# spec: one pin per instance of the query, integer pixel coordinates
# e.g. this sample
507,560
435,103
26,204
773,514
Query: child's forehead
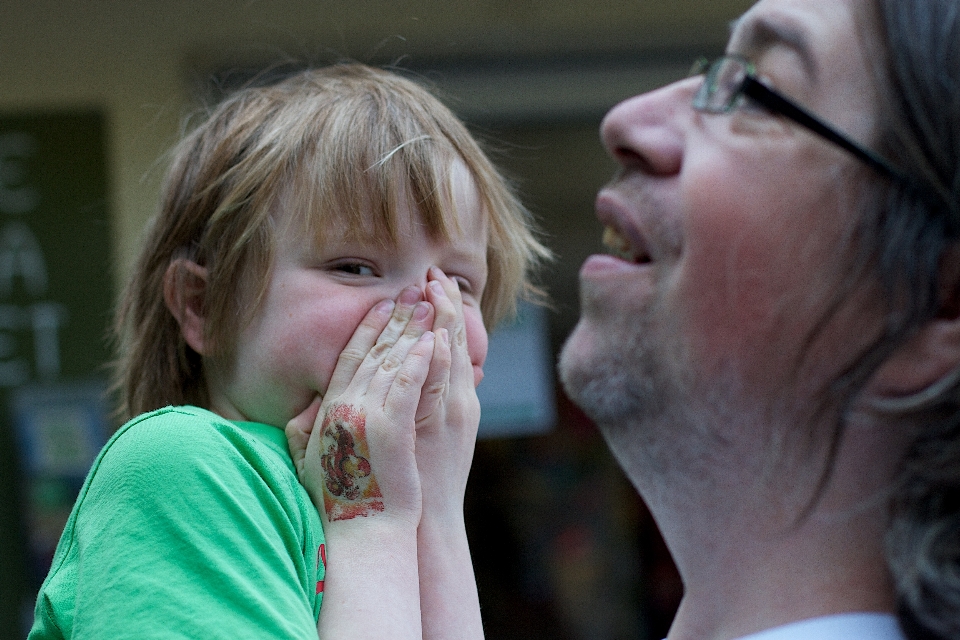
457,212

- - - -

TASK INSTRUCTIONS: Output every line of the material above as a numbered list, skipping blank lines and leaving out the pictures.

RESULT:
1. # spec: one pin per instance of the query, integer pixel coordinates
2. # e.g. this sample
3. 507,560
4. 435,103
5. 26,204
6. 773,514
7. Query: child's forehead
8. 457,212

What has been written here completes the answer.